You, as the customer, ultimately own your deployment architecture. While EDB's Sales Engineering, Professional Services, Support Team, or documentation can be consulted, the final architectural decisions rest with your team.

Next phase: Phase 2: Gathering your system requirements

Architectural discovery

The goal of architectural discovery is to navigate and then document the necessary decisions to successfully deploy Hybrid Manager (HM). These decisions form the blueprint for Gathering your system requirements (Phase 2) and Preparing your environment (Phase 3).

The accompanying questions cover a broad set of considerations extending beyond just the database layer. This guide should be viewed from two perspectives:

  • Current state: Where are your existing database and application workloads today?

  • Target state: Where do you intend to deploy HM immediately, and where do you plan to expand over the next 1-2 years?

Recommendation: Acquiring and reviewing diagrams of your current and target state is the most efficient way to complete this phase.

Locality: Where will HM live?

Understanding the physical or logical locations of your database and dependent applications is crucial for determining the necessary architecture.

  • Questions to answer:

    • Where is the current database solution located in terms of cloud regions (CSP) or physical data centers (on-premises)?

    • Where are the dependent application workloads for these databases located?

    • Are there upstream layers of dependency, and where are those located?

  • Analysis:

    • Locality determines the initial scope of the deployment (for example, single cloud region vs. multi-region).
    • If you plan to span multiple regions, clouds, or hybrid cloud environments, Postgres Distributed is likely the appropriate database service recommendation.
    • The locality of upstream applications is key to minimizing network latency.

Disaster recovery (hot/cold)

Disaster recovery (DR) ensures business continuity across different locations.

  • Questions to answer:

    • How is disaster recoveryas a subset of business continuityaccomplished across these locations, or is there an additional location assigned specifically as disaster recovery?
    • Is there an additional location assigned specifically as DR?
    • How is DR capability validated, and how often?
  • Analysis:

    • Having a dedicated secondary location indicates a strong architectural requirement.

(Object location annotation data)
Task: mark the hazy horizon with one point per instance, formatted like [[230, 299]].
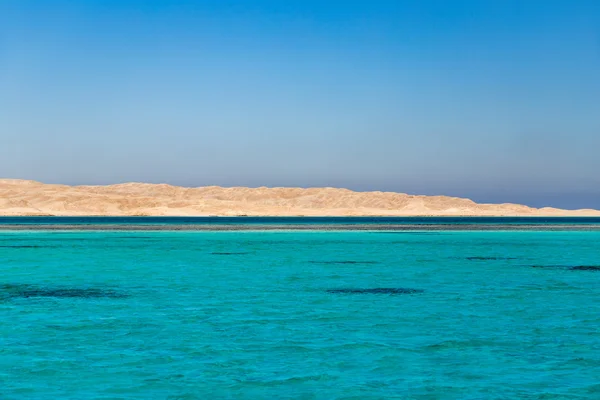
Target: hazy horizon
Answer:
[[493, 101]]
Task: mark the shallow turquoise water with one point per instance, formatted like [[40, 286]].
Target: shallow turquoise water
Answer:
[[251, 315]]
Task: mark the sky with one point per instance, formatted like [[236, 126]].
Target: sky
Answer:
[[494, 100]]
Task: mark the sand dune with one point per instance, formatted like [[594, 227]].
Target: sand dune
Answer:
[[21, 197]]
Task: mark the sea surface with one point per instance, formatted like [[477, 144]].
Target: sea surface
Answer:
[[300, 314]]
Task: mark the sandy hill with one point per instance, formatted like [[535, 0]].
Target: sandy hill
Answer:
[[20, 197]]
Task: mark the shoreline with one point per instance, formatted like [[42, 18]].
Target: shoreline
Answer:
[[305, 227]]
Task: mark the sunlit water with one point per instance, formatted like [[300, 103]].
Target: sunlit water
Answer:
[[323, 315]]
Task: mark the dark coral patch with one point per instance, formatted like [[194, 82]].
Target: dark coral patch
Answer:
[[375, 291], [29, 291], [586, 268]]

Exercise tasks:
**a.** Reproduce word for word everything in the architectural discovery text from "The goal of" down to "will HM live?".
**b.** According to the architectural discovery text, which database service is likely the appropriate recommendation if a deployment will span multiple regions, clouds, or hybrid cloud environments?

Task answers:
**a.**
The goal of architectural discovery is to navigate and then document the necessary decisions to successfully deploy Hybrid Manager (HM). These decisions form the blueprint for Gathering your system requirements (Phase 2) and Preparing your environment (Phase 3).

The accompanying questions cover a broad set of considerations extending beyond just the database layer. This guide should be viewed from two perspectives:

  • Current state: Where are your existing database and application workloads today?

  • Target state: Where do you intend to deploy HM immediately, and where do you plan to expand over the next 1-2 years?

Recommendation: Acquiring and reviewing diagrams of your current and target state is the most efficient way to complete this phase.

Locality: Where will HM live?

**b.** Postgres Distributed.